* [SET PROBLEM A]:
Reproduce the stretch of the herping post from "Also got a picture" through "the ant larvae." word for word.

* [EXCERPT PROVIDED]:

--- begin ---

# Frogging & Herping With Ryan Harvey



## Acrochordus (Jan 4, 2010)

Well me and my family went up to the Mid North Coast the other week and i finally got to meet Ryan Harvey, some off you's might know him as ryanharvey1993 or jamesf55 or Mrgoodspeed, here are some of the herps and frogs i found with Ryan and on offer occassions.

First i will start of with the Herps that were at the property that i stayed at, all up i saw 4 Jacky Dragons _Amphibolurus muricatus_ they are very common were i stayed. Only bothered to get pictures of this guy because he was the most copperative.






















Also got a picture of one of more than couple Eastern Stiped Skinks _Ctenotus robustus_ that were running in the front yard.






My dad found a Blackish Blind Snake _Ramphotyphlops nigrescens _under a rock in the front yard, he spewed on my dad as you can see in the first picture, he must have been eating the ant larvae.











They were all the reptiles i found were i stayed.

Then me and Ryan whent out and checked some of his tin, we didn't find any snakes, but we did found 2 other Eastern Stiped Skinks _Ctenotus robustus_ and a Baby Jacky Dragon _Amphibolurus muricatus_. Here are the pictures.

--- end ---

* [Stored entries]:
--- begin ---

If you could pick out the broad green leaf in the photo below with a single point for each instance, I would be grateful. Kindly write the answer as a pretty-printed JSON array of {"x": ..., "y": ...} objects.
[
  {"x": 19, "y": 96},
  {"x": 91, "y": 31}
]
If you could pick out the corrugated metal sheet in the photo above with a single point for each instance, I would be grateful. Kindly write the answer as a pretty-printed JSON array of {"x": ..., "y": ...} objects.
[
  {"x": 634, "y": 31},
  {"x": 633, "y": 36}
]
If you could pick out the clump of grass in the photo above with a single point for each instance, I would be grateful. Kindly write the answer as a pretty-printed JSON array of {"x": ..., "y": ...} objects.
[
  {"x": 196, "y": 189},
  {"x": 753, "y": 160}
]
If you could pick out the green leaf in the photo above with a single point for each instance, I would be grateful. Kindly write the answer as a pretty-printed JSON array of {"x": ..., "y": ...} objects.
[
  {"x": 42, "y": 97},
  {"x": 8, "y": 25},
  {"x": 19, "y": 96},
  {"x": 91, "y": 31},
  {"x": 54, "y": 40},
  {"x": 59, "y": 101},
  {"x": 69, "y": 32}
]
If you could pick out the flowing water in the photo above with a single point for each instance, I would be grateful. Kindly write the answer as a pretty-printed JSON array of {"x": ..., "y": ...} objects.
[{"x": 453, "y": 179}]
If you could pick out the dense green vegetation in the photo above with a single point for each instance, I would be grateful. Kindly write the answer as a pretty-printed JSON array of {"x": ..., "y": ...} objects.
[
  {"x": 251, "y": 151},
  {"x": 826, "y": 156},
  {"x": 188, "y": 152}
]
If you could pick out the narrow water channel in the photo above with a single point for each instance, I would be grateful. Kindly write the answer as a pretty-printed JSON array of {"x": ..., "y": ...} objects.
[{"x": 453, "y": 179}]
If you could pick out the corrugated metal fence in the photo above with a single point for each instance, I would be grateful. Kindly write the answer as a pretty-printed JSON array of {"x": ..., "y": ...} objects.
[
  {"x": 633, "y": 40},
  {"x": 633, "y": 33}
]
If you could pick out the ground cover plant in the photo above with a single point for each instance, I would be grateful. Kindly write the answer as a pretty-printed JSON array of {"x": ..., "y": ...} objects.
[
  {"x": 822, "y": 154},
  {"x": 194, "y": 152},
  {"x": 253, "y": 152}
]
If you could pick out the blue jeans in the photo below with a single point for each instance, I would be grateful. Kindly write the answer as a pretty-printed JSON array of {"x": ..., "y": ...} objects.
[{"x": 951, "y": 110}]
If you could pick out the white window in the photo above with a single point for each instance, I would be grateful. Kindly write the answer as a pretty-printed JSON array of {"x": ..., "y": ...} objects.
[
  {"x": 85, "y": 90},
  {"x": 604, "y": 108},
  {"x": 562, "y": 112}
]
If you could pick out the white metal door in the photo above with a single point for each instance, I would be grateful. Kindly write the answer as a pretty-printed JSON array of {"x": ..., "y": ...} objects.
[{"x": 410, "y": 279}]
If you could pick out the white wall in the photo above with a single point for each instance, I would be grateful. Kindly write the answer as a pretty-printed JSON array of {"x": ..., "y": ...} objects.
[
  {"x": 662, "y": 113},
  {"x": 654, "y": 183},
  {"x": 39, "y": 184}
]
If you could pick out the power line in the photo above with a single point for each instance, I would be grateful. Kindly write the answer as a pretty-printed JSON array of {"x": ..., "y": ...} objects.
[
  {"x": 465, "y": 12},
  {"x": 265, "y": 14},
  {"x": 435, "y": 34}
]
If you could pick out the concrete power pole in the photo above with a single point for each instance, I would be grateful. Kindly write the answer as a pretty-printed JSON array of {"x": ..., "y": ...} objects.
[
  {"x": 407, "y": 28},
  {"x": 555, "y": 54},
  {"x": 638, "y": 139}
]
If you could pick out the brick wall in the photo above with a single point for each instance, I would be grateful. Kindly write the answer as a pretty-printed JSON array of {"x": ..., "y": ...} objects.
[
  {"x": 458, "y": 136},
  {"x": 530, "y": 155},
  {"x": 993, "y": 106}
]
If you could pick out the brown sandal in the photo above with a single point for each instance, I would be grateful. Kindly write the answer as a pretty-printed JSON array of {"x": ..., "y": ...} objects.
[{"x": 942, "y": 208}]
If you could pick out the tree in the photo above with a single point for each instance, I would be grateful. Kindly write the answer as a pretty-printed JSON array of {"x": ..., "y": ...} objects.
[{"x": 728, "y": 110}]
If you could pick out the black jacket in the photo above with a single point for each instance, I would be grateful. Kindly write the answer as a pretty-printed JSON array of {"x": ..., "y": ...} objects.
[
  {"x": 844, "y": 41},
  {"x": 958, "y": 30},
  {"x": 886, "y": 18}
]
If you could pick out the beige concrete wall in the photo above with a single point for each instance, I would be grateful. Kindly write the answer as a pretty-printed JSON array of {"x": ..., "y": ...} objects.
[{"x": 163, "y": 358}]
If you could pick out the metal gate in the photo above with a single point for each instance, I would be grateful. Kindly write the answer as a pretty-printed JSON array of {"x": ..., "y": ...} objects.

--- end ---

* [SET PROBLEM B]:
Pull out every line of the records that contains the string "white", treating uppercase and lowercase as different.

* [PROBLEM SOLUTION A]:
Also got a picture of one of more than couple Eastern Stiped Skinks _Ctenotus robustus_ that were running in the front yard.






My dad found a Blackish Blind Snake _Ramphotyphlops nigrescens _under a rock in the front yard, he spewed on my dad as you can see in the first picture, he must have been eating the ant larvae.

* [PROBLEM SOLUTION B]:
If you could pick out the white window in the photo above with a single point for each instance, I would be grateful. Kindly write the answer as a pretty-printed JSON array of {"x": ..., "y": ...} objects.
If you could pick out the white metal door in the photo above with a single point for each instance, I would be grateful. Kindly write the answer as a pretty-printed JSON array of {"x": ..., "y": ...} objects.
If you could pick out the white wall in the photo above with a single point for each instance, I would be grateful. Kindly write the answer as a pretty-printed JSON array of {"x": ..., "y": ...} objects.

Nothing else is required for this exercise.